→ Job 1
In the encyclopedia entry, which building is named as the most important of George Dance the elder's public buildings in London?
→ Job 2
Lay out the records, starting at the line that contains "plant with green" and ending at the last line of the records, as a Markdown table with the columns No. and Record Line. Leave out blank lines.

→ Document section
Dance

Dance

[dans, dahns]
Dance, George, the elder, 1695-1768, English architect. Among his public buildings in London, the most important is the Mansion House (1739-52), an example of the neo-Palladian style. He built the churches of St. Botolph, Aldgate, and St. Leonard, Shoreditch. His son, George Dance, the younger, 1741-1825, also an architect, studied in Italy. In 1768 he became one of the four original members of the Royal Academy. He was a powerful and inventive designer, as evidenced in his renowned Newgate Prison (1770-78). Among his many other London works were designs for Finsbury Square and for Alfred Place and Crescent. Sir John Soane was his pupil.

See study by D. Stroud (1972).

dance [Old High Ger. danson=to drag, stretch], the art of precise, expressive, and graceful human movement, traditionally, but not necessarily, performed in accord with musical accompaniment. Dancing developed as a natural expression of united feeling and action.

The Origins of Dance

The earliest history of human dance is a continuing mystery. From the evidence of illustrated ceramic fragments, some archaeologists have speculated that dance originated some 5,000 to 9,000 years ago in early agricultural cultures located in a swath running from modern Pakistan to the Danube basin. Others, however, have expressed caution regarding the reconstruction of social behavior from such sources. Speculation aside, specific knowledge of prehistoric dances is lacking, and thus many experts have extrapolated dance history from the preserved ritual dances of various preliterate societies.

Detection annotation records
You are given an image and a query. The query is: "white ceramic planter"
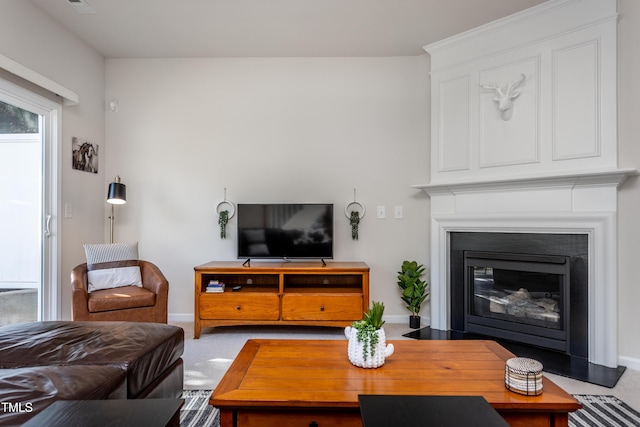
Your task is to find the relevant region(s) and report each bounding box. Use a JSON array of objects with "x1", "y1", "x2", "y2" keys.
[{"x1": 344, "y1": 326, "x2": 394, "y2": 368}]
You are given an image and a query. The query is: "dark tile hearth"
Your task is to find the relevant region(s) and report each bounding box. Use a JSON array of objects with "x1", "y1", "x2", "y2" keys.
[{"x1": 403, "y1": 327, "x2": 626, "y2": 388}]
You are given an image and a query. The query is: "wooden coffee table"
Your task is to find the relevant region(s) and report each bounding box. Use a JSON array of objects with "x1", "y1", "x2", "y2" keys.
[{"x1": 209, "y1": 340, "x2": 581, "y2": 427}]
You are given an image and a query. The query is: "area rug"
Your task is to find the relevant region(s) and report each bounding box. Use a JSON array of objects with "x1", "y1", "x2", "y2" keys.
[
  {"x1": 180, "y1": 390, "x2": 640, "y2": 427},
  {"x1": 180, "y1": 390, "x2": 220, "y2": 427}
]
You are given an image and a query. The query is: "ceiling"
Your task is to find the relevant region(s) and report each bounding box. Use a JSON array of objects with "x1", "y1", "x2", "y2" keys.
[{"x1": 29, "y1": 0, "x2": 545, "y2": 58}]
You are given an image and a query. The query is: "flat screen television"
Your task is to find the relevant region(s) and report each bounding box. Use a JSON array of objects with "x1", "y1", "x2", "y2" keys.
[{"x1": 237, "y1": 203, "x2": 333, "y2": 259}]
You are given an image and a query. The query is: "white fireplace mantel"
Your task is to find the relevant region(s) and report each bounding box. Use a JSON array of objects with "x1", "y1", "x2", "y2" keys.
[
  {"x1": 412, "y1": 169, "x2": 638, "y2": 195},
  {"x1": 413, "y1": 169, "x2": 638, "y2": 367}
]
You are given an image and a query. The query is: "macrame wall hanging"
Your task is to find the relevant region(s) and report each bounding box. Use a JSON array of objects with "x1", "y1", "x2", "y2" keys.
[
  {"x1": 216, "y1": 188, "x2": 236, "y2": 239},
  {"x1": 344, "y1": 188, "x2": 365, "y2": 240}
]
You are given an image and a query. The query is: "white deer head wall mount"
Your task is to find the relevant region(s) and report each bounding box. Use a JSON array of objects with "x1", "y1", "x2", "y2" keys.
[{"x1": 480, "y1": 74, "x2": 527, "y2": 121}]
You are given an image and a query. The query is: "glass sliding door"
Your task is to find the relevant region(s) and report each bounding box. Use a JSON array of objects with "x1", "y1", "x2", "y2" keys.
[{"x1": 0, "y1": 80, "x2": 59, "y2": 325}]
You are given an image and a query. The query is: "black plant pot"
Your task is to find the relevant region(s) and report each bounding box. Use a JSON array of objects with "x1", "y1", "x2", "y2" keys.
[{"x1": 409, "y1": 314, "x2": 420, "y2": 329}]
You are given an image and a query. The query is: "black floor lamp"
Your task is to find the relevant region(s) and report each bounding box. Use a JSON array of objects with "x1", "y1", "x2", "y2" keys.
[{"x1": 107, "y1": 176, "x2": 127, "y2": 243}]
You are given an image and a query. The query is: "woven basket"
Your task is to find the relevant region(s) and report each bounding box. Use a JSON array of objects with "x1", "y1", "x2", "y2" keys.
[{"x1": 504, "y1": 357, "x2": 543, "y2": 396}]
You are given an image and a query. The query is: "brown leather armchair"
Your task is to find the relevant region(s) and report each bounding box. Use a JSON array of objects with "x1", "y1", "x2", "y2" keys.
[{"x1": 71, "y1": 260, "x2": 169, "y2": 323}]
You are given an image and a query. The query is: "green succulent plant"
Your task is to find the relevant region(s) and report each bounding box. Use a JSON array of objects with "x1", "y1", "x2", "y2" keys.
[
  {"x1": 398, "y1": 261, "x2": 429, "y2": 316},
  {"x1": 351, "y1": 301, "x2": 384, "y2": 360}
]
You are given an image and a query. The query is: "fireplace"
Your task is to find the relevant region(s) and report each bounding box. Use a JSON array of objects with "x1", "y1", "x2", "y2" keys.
[
  {"x1": 450, "y1": 232, "x2": 588, "y2": 358},
  {"x1": 450, "y1": 232, "x2": 588, "y2": 358}
]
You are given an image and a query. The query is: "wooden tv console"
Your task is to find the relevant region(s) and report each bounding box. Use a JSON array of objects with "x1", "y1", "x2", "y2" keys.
[{"x1": 194, "y1": 261, "x2": 369, "y2": 339}]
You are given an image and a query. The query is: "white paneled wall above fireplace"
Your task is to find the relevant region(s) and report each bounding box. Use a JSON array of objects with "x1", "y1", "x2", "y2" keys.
[
  {"x1": 425, "y1": 0, "x2": 617, "y2": 183},
  {"x1": 415, "y1": 0, "x2": 637, "y2": 367}
]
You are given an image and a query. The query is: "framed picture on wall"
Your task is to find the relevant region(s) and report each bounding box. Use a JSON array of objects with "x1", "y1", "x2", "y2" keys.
[{"x1": 71, "y1": 136, "x2": 98, "y2": 173}]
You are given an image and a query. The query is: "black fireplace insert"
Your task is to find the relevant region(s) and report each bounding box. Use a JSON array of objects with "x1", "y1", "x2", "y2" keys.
[
  {"x1": 450, "y1": 232, "x2": 589, "y2": 358},
  {"x1": 464, "y1": 251, "x2": 570, "y2": 354}
]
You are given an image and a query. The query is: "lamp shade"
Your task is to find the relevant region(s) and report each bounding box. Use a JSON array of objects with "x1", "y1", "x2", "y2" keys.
[{"x1": 107, "y1": 176, "x2": 127, "y2": 205}]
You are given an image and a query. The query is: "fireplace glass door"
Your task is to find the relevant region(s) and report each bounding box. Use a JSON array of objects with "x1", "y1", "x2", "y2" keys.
[{"x1": 464, "y1": 251, "x2": 570, "y2": 352}]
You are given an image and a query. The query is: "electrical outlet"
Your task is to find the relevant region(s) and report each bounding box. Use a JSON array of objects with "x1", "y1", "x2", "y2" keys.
[{"x1": 393, "y1": 206, "x2": 404, "y2": 219}]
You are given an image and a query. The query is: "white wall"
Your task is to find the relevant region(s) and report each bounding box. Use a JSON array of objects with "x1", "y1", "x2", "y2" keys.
[
  {"x1": 0, "y1": 0, "x2": 106, "y2": 319},
  {"x1": 5, "y1": 0, "x2": 640, "y2": 368},
  {"x1": 106, "y1": 55, "x2": 429, "y2": 321},
  {"x1": 618, "y1": 0, "x2": 640, "y2": 370}
]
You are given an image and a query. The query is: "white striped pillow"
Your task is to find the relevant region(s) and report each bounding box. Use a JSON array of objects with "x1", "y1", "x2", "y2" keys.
[{"x1": 84, "y1": 242, "x2": 142, "y2": 292}]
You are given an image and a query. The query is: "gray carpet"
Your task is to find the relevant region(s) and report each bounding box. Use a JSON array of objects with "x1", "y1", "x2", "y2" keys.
[{"x1": 180, "y1": 390, "x2": 640, "y2": 427}]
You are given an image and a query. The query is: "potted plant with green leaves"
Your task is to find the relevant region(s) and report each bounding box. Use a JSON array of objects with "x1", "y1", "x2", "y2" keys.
[
  {"x1": 344, "y1": 301, "x2": 394, "y2": 368},
  {"x1": 398, "y1": 260, "x2": 429, "y2": 329}
]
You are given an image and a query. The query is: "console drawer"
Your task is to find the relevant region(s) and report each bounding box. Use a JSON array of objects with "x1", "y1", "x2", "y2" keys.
[
  {"x1": 200, "y1": 292, "x2": 280, "y2": 320},
  {"x1": 237, "y1": 409, "x2": 362, "y2": 427},
  {"x1": 282, "y1": 294, "x2": 363, "y2": 320}
]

→ Task answer 1
The Mansion House (1739-52).

→ Task answer 2
| No. | Record Line |
|---|---|
| 1 | You are given an image and a query. The query is: "potted plant with green leaves" |
| 2 | Your task is to find the relevant region(s) and report each bounding box. Use a JSON array of objects with "x1", "y1", "x2", "y2" keys. |
| 3 | [ |
| 4 |   {"x1": 344, "y1": 301, "x2": 394, "y2": 368}, |
| 5 |   {"x1": 398, "y1": 260, "x2": 429, "y2": 329} |
| 6 | ] |
| 7 | You are given an image and a query. The query is: "console drawer" |
| 8 | Your task is to find the relevant region(s) and report each bounding box. Use a JSON array of objects with "x1", "y1", "x2", "y2" keys. |
| 9 | [ |
| 10 |   {"x1": 200, "y1": 292, "x2": 280, "y2": 320}, |
| 11 |   {"x1": 237, "y1": 409, "x2": 362, "y2": 427}, |
| 12 |   {"x1": 282, "y1": 294, "x2": 363, "y2": 320} |
| 13 | ] |